_DATA SECTION:_
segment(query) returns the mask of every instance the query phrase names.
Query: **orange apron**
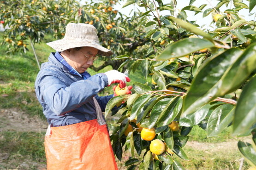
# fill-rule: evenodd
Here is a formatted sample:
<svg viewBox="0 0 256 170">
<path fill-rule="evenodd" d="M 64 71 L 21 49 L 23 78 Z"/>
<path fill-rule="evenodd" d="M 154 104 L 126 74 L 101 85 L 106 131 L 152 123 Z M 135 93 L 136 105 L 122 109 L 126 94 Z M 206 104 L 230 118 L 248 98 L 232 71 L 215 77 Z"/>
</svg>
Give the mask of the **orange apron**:
<svg viewBox="0 0 256 170">
<path fill-rule="evenodd" d="M 106 122 L 93 99 L 97 119 L 48 127 L 44 142 L 48 170 L 118 170 Z"/>
</svg>

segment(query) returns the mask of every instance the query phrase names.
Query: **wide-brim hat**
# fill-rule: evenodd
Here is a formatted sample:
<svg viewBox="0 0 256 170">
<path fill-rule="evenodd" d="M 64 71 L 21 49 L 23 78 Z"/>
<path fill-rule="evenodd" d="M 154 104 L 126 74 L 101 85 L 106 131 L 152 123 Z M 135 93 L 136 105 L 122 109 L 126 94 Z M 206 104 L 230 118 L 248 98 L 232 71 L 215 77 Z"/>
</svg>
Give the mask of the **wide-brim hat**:
<svg viewBox="0 0 256 170">
<path fill-rule="evenodd" d="M 93 25 L 83 23 L 70 23 L 66 27 L 63 39 L 46 43 L 57 51 L 70 48 L 88 46 L 97 49 L 98 54 L 109 56 L 113 54 L 110 50 L 100 45 L 97 29 Z"/>
</svg>

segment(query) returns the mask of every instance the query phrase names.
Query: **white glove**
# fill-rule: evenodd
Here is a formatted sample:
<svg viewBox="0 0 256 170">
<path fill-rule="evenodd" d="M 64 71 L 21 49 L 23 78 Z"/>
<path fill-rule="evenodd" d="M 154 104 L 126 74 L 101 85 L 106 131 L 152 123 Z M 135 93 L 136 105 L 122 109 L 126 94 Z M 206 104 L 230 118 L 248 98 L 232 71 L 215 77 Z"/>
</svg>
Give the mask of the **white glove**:
<svg viewBox="0 0 256 170">
<path fill-rule="evenodd" d="M 107 71 L 105 74 L 107 77 L 108 85 L 112 83 L 119 83 L 121 89 L 125 87 L 126 82 L 129 82 L 131 80 L 125 74 L 115 70 Z"/>
</svg>

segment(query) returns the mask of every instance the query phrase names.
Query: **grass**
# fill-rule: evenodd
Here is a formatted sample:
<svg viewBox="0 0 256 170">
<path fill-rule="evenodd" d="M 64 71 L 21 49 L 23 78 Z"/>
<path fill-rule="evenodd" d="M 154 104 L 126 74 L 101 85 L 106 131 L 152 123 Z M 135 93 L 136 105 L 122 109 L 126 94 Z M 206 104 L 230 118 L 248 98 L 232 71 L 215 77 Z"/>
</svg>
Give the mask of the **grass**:
<svg viewBox="0 0 256 170">
<path fill-rule="evenodd" d="M 2 38 L 2 33 L 0 32 L 0 39 Z M 46 42 L 53 40 L 49 35 L 45 39 Z M 7 50 L 6 47 L 0 47 L 0 108 L 18 108 L 30 116 L 39 115 L 43 121 L 46 121 L 42 107 L 37 101 L 34 90 L 34 82 L 39 70 L 31 47 L 30 45 L 27 47 L 29 51 L 26 54 L 9 55 L 5 53 L 5 51 Z M 36 44 L 35 48 L 41 63 L 46 62 L 50 53 L 54 51 L 44 42 L 40 45 Z M 101 63 L 98 61 L 95 64 L 97 66 Z M 98 72 L 91 69 L 89 69 L 88 71 L 91 74 L 94 75 L 112 69 L 111 67 L 108 66 Z M 131 79 L 131 82 L 127 83 L 128 85 L 132 85 L 135 82 L 145 83 L 147 81 L 151 81 L 150 76 L 147 80 L 145 79 L 140 69 L 134 73 L 131 73 L 129 77 Z M 109 95 L 112 94 L 112 87 L 108 87 L 100 95 Z M 3 94 L 6 96 L 1 96 Z M 110 127 L 115 125 L 113 120 L 117 116 L 119 115 L 108 118 L 108 120 L 110 120 L 108 122 Z M 1 118 L 0 120 L 4 121 L 5 119 L 6 118 Z M 196 126 L 189 134 L 189 141 L 203 142 L 201 145 L 213 145 L 217 147 L 218 143 L 234 139 L 230 135 L 230 127 L 218 136 L 207 138 L 206 132 Z M 24 162 L 25 162 L 28 167 L 27 166 L 23 169 L 37 169 L 40 164 L 45 164 L 44 137 L 43 133 L 39 132 L 15 130 L 0 132 L 0 156 L 3 157 L 4 154 L 8 155 L 7 158 L 0 162 L 0 169 L 13 169 L 20 167 L 20 165 Z M 239 164 L 238 160 L 241 156 L 237 150 L 227 152 L 224 150 L 212 151 L 212 149 L 210 147 L 209 150 L 203 150 L 193 146 L 186 146 L 184 149 L 191 160 L 180 162 L 188 170 L 232 169 L 232 166 L 234 169 L 238 169 Z M 131 156 L 130 153 L 126 151 L 123 154 L 122 162 L 118 161 L 119 169 L 126 169 L 121 167 L 129 156 Z M 39 164 L 39 165 L 38 164 L 35 165 L 33 162 Z M 248 167 L 247 164 L 244 164 L 244 167 Z"/>
</svg>

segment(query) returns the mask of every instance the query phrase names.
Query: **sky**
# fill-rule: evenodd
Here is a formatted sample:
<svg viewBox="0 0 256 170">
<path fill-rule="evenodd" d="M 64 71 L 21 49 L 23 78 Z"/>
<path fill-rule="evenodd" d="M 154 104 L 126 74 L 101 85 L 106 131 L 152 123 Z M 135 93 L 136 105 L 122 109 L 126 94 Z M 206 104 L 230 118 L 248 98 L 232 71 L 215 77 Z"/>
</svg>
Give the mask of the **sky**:
<svg viewBox="0 0 256 170">
<path fill-rule="evenodd" d="M 140 7 L 137 5 L 131 5 L 124 8 L 122 8 L 123 6 L 126 2 L 126 0 L 127 0 L 119 1 L 119 2 L 116 5 L 114 6 L 114 9 L 119 10 L 119 11 L 121 12 L 122 14 L 127 16 L 129 15 L 131 10 L 133 10 L 135 11 L 138 11 L 138 10 L 141 11 L 145 11 L 144 7 Z M 169 3 L 170 0 L 162 0 L 164 4 Z M 89 0 L 82 0 L 81 1 L 81 3 L 83 4 L 85 1 L 89 1 Z M 190 0 L 177 0 L 177 5 L 176 10 L 181 10 L 183 7 L 189 6 L 190 1 Z M 96 1 L 96 0 L 95 1 Z M 220 1 L 216 0 L 196 0 L 192 5 L 199 7 L 202 4 L 207 4 L 208 6 L 205 7 L 203 9 L 202 11 L 203 11 L 208 8 L 212 8 L 212 7 L 210 5 L 210 4 L 211 4 L 214 6 L 215 6 L 219 2 L 220 2 Z M 243 0 L 243 2 L 249 6 L 249 2 L 247 0 Z M 230 7 L 230 5 L 228 6 L 228 7 Z M 220 8 L 220 11 L 224 12 L 226 9 L 227 8 L 224 5 Z M 194 15 L 195 12 L 194 11 L 186 11 L 186 12 L 187 13 L 187 15 L 188 16 L 187 20 L 188 21 L 196 21 L 196 23 L 199 26 L 202 26 L 205 25 L 203 27 L 204 28 L 208 29 L 210 30 L 214 29 L 214 28 L 209 26 L 213 21 L 213 18 L 211 14 L 203 18 L 203 12 L 199 12 L 195 16 Z M 255 7 L 250 13 L 252 13 L 255 12 L 256 12 L 256 7 Z M 249 10 L 247 9 L 243 9 L 240 10 L 239 14 L 241 17 L 244 18 L 247 21 L 255 20 L 256 19 L 254 18 L 255 15 L 249 16 Z M 164 16 L 166 15 L 169 15 L 170 14 L 170 12 L 167 11 L 160 11 L 160 14 Z M 132 15 L 132 13 L 130 15 Z M 212 25 L 214 26 L 214 24 L 212 24 Z"/>
</svg>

_WRITTEN EXERCISE:_
Locate each line in the items above that contains the string "apron" and copy those lines. Case counts when matching.

_TASK OUTPUT:_
Query: **orange apron**
Give the mask of the **orange apron**:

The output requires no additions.